◆ Task set ◆
• 1. From the pneumatic retinopexy article, list every U.S. state named in the author affiliations, each state once.
• 2. Please write a continuation of the pneumatic retinopexy article, starting after its last sentence and before the data.

◆ Text segment ◆
Performance of Automated Machine Learning in Predicting Outcomes of Pneumatic Retinopexy

Arina Nisanova; Arefeh Yavary; Jordan Deaner; Ferhina S Ali; Priyanka Gogte; Richard Kaplan; Kevin C Chen; Eric Nudleman; Dilraj Grewal; Meenakashi Gupta; Jeremy Wolfe; Michael Klufas; Glenn Yiu; Iman Soltani; Parisa Emami-Naeini

doi:10.1016/j.xops.2024.100470

Performance of Automated Machine Learning in Predicting Outcomes of Pneumatic Retinopexy

Ophthalmol Sci. 2024 Jan 19;4(5):100470. doi: 10.1016/j.xops.2024.100470. eCollection 2024 Sep-Oct.

Authors

Arina Nisanova¹, Arefeh Yavary², Jordan Deaner³, Ferhina S Ali⁴, Priyanka Gogte⁵, Richard Kaplan⁶, Kevin C Chen⁷, Eric Nudleman⁸, Dilraj Grewal⁹, Meenakashi Gupta⁶, Jeremy Wolfe⁵, Michael Klufas¹⁰, Glenn Yiu¹¹, Iman Soltani¹², Parisa Emami-Naeini¹¹

Affiliations

¹ School of Medicine, University of California Davis, Davis, California.
² Department of Computer Science, University of California Davis, Davis, California.
³ Mid Atlantic Retina, Wills Eye Hospital, Philadelphia, Pennsylvania.
⁴ New York Medical College, Valhalla, New York.
⁵ Associated Retinal Consultants, Royal Oak, Michigan.
⁶ New York Eye and Ear Infirmary of Mount Sinai, New York, New York.
⁷ Vantage Eye Center, Salinas, California.
⁸ Shiley Eye Center, University of California San Diego, La Jolla, California.
⁹ Eye Center, Duke University, Durham, North Carolina.
¹⁰ Wills Eye Hospital, Thomas Jefferson University, Philadelphia, Pennsylvania.
¹¹ Tschannen Eye Institute, University of California Davis, Sacramento, California.
¹² Department of Mechanical and Aerospace Engineering, University of California Davis, Davis, California.

Abstract

Purpose: Automated machine learning (AutoML) has emerged as a novel tool for medical professionals lacking coding experience, enabling them to develop predictive models for treatment outcomes. This study evaluated the performance of AutoML tools in developing models predicting the success of pneumatic retinopexy (PR) in treatment of rhegmatogenous retinal detachment (RRD). These models were then compared with custom models created by machine learning (ML) experts.

Design: Retrospective multicenter study.

Participants: Five hundred and thirty nine consecutive patients with primary RRD that underwent PR by a vitreoretinal fellow at 6 training hospitals between 2002 and 2022.

◆ Source data ◆

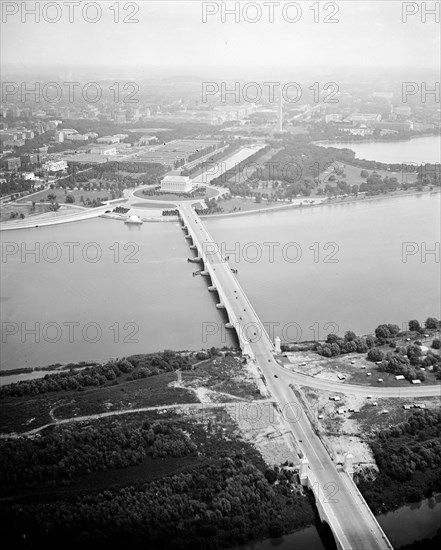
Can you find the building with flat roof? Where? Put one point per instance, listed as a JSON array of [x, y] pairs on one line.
[[108, 139], [103, 150], [176, 184]]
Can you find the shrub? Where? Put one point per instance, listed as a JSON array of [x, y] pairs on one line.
[[375, 355]]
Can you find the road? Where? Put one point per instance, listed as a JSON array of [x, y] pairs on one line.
[[333, 386], [34, 221], [351, 520]]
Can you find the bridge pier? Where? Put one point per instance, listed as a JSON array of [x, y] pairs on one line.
[[348, 466]]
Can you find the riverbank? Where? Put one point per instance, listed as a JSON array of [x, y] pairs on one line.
[[325, 202]]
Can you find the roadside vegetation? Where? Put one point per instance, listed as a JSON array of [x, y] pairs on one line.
[[408, 456]]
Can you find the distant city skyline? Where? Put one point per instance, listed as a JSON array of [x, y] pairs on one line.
[[171, 34]]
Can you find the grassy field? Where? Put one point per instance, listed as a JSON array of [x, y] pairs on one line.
[[26, 210], [209, 193], [353, 175], [222, 377]]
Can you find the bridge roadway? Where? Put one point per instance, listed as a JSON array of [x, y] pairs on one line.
[[339, 502]]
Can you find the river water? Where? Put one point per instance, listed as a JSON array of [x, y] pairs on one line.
[[417, 150], [422, 520], [332, 268]]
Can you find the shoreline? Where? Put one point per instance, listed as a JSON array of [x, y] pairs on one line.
[[325, 202]]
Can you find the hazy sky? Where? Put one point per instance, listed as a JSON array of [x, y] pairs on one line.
[[172, 34]]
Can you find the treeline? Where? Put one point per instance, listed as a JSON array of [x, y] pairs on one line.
[[222, 180], [408, 456], [143, 365], [219, 505], [351, 343], [70, 451], [406, 361]]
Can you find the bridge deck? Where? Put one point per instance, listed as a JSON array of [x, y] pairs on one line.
[[341, 504]]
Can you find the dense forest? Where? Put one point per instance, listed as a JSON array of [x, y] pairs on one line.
[[399, 360], [228, 497], [68, 451], [408, 456]]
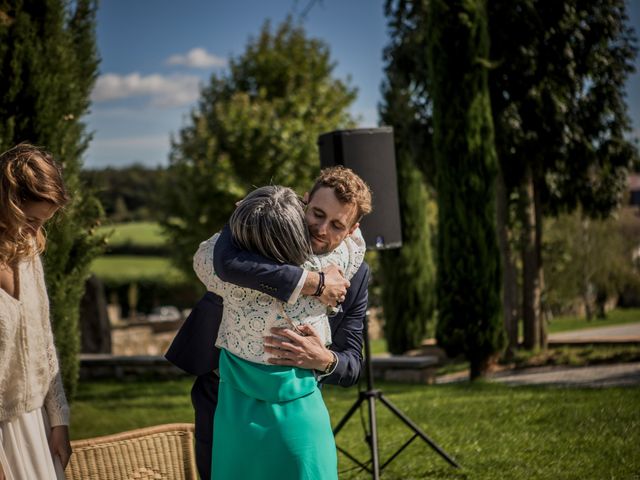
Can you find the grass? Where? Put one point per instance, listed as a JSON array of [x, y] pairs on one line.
[[493, 431], [124, 267], [148, 234]]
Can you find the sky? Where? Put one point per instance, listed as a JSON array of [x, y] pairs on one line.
[[157, 54]]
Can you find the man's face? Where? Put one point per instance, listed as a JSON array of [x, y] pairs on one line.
[[329, 221]]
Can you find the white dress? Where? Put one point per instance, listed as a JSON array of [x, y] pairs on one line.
[[24, 448], [26, 348], [249, 315]]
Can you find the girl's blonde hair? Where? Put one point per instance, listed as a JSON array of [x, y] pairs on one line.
[[27, 174]]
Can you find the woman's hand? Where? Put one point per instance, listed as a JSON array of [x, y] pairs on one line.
[[305, 349], [59, 444]]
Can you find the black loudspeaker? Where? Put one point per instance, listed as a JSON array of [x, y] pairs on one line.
[[369, 152]]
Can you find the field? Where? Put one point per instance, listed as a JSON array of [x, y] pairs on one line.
[[493, 431], [131, 268], [138, 233]]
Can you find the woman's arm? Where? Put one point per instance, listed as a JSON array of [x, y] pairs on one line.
[[57, 410]]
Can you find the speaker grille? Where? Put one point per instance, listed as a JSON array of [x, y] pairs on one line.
[[369, 152]]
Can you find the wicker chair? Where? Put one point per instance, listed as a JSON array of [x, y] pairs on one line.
[[152, 453]]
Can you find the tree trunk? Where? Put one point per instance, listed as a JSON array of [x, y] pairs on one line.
[[509, 274], [542, 326], [530, 265]]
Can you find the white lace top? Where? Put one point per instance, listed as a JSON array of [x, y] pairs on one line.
[[29, 372], [248, 315]]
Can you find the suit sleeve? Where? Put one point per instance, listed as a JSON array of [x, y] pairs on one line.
[[347, 343], [250, 270]]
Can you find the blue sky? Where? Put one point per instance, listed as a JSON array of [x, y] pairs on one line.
[[157, 53]]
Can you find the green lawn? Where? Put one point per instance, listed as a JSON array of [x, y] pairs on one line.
[[493, 431], [124, 267], [137, 233]]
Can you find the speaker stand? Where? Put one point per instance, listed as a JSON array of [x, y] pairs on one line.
[[370, 396]]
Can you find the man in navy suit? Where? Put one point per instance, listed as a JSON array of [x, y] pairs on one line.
[[335, 205]]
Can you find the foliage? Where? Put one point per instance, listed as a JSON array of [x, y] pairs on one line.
[[49, 62], [408, 274], [256, 124], [557, 93], [558, 99], [588, 260], [493, 431], [128, 193], [556, 74], [468, 280]]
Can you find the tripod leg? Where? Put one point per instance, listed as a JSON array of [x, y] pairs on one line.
[[347, 415], [373, 440], [417, 430]]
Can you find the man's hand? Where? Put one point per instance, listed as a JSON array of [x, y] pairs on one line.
[[59, 444], [304, 349]]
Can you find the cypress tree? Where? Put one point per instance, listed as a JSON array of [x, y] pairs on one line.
[[48, 62], [408, 274], [468, 278]]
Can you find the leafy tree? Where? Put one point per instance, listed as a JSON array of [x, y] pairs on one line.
[[48, 62], [557, 93], [468, 280], [254, 125], [556, 80], [588, 260], [408, 274]]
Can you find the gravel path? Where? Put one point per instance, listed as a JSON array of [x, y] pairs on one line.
[[617, 375]]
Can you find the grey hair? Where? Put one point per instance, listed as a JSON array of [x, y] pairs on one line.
[[270, 221]]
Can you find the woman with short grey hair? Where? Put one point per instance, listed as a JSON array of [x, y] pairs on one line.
[[270, 221], [275, 413]]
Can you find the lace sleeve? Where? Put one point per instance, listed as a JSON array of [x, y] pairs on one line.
[[203, 267], [55, 403], [357, 248]]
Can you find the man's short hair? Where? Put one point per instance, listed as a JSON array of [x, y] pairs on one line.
[[270, 221], [348, 188]]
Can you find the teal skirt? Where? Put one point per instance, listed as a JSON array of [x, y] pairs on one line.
[[270, 423]]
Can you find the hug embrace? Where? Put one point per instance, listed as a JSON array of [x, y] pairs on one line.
[[284, 312]]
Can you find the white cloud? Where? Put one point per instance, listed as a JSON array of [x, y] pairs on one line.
[[197, 58], [143, 141], [164, 91]]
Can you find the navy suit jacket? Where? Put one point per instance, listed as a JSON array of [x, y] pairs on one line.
[[193, 347]]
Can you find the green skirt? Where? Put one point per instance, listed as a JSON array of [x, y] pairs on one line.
[[270, 423]]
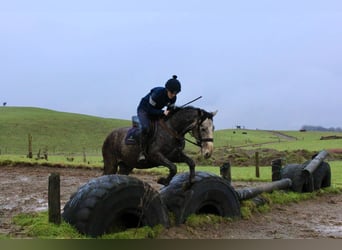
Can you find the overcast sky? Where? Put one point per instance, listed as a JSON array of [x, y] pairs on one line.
[[261, 64]]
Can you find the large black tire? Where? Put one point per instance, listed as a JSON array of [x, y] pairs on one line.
[[113, 203], [322, 176], [295, 173], [209, 194]]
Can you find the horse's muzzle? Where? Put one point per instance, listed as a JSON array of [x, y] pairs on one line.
[[207, 149]]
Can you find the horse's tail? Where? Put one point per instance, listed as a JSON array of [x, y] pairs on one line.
[[109, 160]]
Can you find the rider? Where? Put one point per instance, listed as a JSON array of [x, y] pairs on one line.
[[151, 107]]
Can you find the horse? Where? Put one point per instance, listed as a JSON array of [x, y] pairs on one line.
[[166, 144]]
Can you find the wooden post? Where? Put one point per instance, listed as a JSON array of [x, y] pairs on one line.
[[225, 171], [54, 201], [257, 170], [30, 154], [276, 169]]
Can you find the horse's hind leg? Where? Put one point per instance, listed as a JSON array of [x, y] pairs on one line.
[[170, 165]]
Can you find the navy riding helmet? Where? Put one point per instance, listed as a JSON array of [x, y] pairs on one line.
[[173, 85]]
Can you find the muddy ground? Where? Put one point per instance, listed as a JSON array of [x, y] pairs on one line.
[[24, 189]]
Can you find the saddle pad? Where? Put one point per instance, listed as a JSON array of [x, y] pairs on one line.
[[133, 136]]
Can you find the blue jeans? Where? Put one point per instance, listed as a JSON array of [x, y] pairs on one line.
[[144, 121]]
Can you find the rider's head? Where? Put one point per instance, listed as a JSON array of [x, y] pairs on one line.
[[173, 85]]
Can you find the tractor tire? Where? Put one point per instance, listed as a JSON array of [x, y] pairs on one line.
[[114, 203], [208, 194], [295, 173], [322, 176]]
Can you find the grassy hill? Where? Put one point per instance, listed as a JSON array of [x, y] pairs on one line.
[[59, 132], [72, 134]]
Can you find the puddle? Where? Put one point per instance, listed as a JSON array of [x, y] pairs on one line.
[[331, 231]]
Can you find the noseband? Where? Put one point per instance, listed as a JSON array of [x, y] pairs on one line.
[[203, 117]]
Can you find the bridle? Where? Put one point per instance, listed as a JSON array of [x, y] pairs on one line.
[[200, 140], [203, 116]]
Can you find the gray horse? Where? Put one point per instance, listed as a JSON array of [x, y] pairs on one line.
[[166, 144]]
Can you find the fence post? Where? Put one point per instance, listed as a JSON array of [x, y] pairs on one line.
[[276, 169], [225, 171], [257, 170], [54, 201], [30, 154]]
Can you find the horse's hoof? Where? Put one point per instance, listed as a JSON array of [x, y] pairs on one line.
[[163, 181]]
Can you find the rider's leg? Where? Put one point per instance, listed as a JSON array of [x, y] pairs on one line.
[[144, 123]]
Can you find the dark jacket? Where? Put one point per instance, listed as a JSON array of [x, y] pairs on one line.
[[154, 102]]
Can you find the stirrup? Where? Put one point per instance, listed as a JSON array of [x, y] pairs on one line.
[[141, 156]]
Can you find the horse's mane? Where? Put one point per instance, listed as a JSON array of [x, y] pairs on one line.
[[177, 109]]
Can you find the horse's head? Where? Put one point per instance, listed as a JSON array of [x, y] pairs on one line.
[[204, 132]]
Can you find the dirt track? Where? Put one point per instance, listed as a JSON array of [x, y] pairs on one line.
[[24, 189]]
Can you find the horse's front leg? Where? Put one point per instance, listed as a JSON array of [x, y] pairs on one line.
[[162, 160], [191, 164]]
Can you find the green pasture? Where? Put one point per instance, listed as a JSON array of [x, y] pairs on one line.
[[56, 132], [76, 140]]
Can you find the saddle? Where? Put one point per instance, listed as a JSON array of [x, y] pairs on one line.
[[133, 134]]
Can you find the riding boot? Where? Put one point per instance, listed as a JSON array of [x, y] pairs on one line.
[[143, 146]]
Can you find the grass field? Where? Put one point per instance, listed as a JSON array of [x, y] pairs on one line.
[[74, 139], [78, 137]]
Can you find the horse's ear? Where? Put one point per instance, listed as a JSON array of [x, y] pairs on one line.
[[214, 113]]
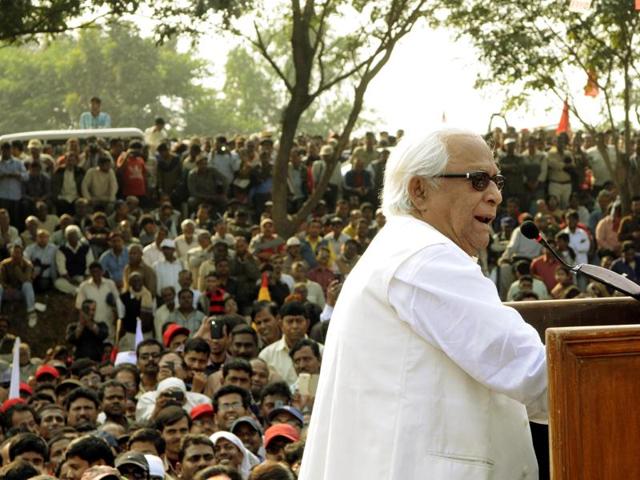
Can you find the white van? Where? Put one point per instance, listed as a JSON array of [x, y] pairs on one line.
[[58, 138]]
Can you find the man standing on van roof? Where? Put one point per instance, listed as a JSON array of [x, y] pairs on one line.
[[95, 118]]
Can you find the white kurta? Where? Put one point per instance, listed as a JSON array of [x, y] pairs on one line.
[[425, 373]]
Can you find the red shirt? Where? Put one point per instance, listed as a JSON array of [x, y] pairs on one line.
[[545, 270], [133, 177]]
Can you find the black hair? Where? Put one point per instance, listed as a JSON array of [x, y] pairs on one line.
[[91, 449], [81, 392], [127, 367], [244, 329], [146, 343], [18, 407], [18, 470], [277, 388], [523, 267], [293, 309], [237, 364], [228, 390], [148, 435], [306, 342], [197, 344], [170, 415], [28, 442], [41, 396], [111, 384], [259, 306], [218, 470]]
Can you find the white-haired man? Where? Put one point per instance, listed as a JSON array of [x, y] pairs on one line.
[[423, 336], [72, 261]]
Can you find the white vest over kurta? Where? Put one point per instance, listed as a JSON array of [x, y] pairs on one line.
[[390, 405]]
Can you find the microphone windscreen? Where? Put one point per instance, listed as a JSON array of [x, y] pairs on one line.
[[530, 230]]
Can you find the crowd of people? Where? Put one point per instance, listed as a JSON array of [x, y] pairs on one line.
[[197, 331]]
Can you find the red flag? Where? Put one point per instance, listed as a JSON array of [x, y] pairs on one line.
[[564, 126], [591, 88], [263, 293]]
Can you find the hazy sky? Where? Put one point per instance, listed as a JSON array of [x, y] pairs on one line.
[[431, 74]]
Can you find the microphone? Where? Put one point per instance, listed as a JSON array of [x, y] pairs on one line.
[[594, 272]]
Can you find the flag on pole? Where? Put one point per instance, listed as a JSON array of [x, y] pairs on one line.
[[263, 293], [580, 6], [14, 386], [563, 125], [139, 336], [591, 88]]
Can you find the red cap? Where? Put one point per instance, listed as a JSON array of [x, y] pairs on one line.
[[201, 410], [24, 387], [281, 430], [171, 331], [47, 370], [10, 403]]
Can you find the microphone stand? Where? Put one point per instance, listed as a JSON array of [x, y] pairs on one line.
[[600, 274]]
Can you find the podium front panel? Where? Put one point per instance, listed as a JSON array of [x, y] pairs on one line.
[[594, 390]]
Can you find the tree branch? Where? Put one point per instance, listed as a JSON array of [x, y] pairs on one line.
[[262, 48]]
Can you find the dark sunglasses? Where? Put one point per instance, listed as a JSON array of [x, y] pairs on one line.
[[479, 180]]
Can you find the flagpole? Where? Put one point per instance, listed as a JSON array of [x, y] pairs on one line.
[[14, 386]]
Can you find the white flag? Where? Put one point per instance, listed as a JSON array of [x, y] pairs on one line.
[[139, 336], [580, 6], [14, 386]]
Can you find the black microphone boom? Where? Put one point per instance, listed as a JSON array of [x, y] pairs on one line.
[[594, 272]]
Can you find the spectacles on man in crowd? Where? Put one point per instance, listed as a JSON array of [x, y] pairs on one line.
[[224, 407], [479, 180]]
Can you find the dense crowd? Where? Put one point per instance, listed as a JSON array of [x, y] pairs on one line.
[[196, 335]]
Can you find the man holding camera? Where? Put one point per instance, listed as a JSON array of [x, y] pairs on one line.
[[224, 160], [561, 167]]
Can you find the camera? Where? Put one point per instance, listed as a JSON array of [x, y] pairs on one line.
[[217, 329]]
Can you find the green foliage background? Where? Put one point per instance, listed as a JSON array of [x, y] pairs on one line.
[[47, 86]]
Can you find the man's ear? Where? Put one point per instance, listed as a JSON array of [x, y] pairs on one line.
[[418, 193]]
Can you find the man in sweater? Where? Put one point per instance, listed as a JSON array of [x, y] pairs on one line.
[[100, 186], [16, 273]]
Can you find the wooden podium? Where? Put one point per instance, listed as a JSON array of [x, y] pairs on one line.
[[593, 354]]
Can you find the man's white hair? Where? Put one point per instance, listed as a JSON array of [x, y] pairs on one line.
[[420, 156]]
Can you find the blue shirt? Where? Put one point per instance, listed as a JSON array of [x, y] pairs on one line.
[[11, 188], [114, 265], [103, 120]]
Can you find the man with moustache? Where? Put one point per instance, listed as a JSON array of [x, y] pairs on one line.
[[457, 373]]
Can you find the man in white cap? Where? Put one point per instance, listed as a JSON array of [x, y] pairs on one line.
[[167, 270], [318, 169], [420, 334]]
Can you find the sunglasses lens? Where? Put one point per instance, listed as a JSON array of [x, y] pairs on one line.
[[480, 181]]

◆ Results by task ◆
• 1. California, Pennsylvania, New York, Michigan, North Carolina

• 2.
Methods: We used 2 AutoML platforms: MATLAB Classification Learner and Google Cloud AutoML. Additional models were developed by computer scientists. We included patient demographics and baseline characteristics, including lens and macula status, RRD size, number and location of breaks, presence of vitreous hemorrhage and lattice degeneration, and physicians' experience. The dataset was split into a training (n = 483) and test set (n = 56). The training set, with a 2:1 success-to-failure ratio, was used to train the MATLAB models. Because Google Cloud AutoML requires a minimum of 1000 samples, the training set was tripled to create a new set with 1449 datapoints. Additionally, balanced datasets with a 1:1 success-to-failure ratio were created using Python.

Main outcome measures: Single-procedure anatomic success rate, as predicted by the ML models. F2 scores and area under the receiver operating curve (AUROC) were used as primary metrics to compare models.

Results: The best performing AutoML model (F2 score: 0.85; AUROC: 0.90; MATLAB), showed comparable performance to the custom model (0.92, 0.86) when trained on the balanced datasets. However, training the AutoML model with imbalanced data yielded misleadingly high AUROC (0.81) despite low F2-score (0.2) and sensitivity (0.17).

Conclusions: We demonstrated the feasibility of using AutoML as an accessible tool for medical professionals to develop models from clinical data. Such models can ultimately aid in the clinical decision-making, contributing to better patient outcomes. However, outcomes can be misleading or unreliable if used naively. Limitations exist, particularly if datasets contain missing variables or are highly imbalanced. Proper model selection and data preprocessing can improve the reliability of AutoML tools.

Financial disclosures: Proprietary or commercial disclosure may be found in the Footnotes and Disclosures at the end of this article.

Keywords: Automated machine learning (AutoML); Machine learning; Medical outcome prediction; Pneumatic retinopexy; Rhegmatogenous retinal detachment.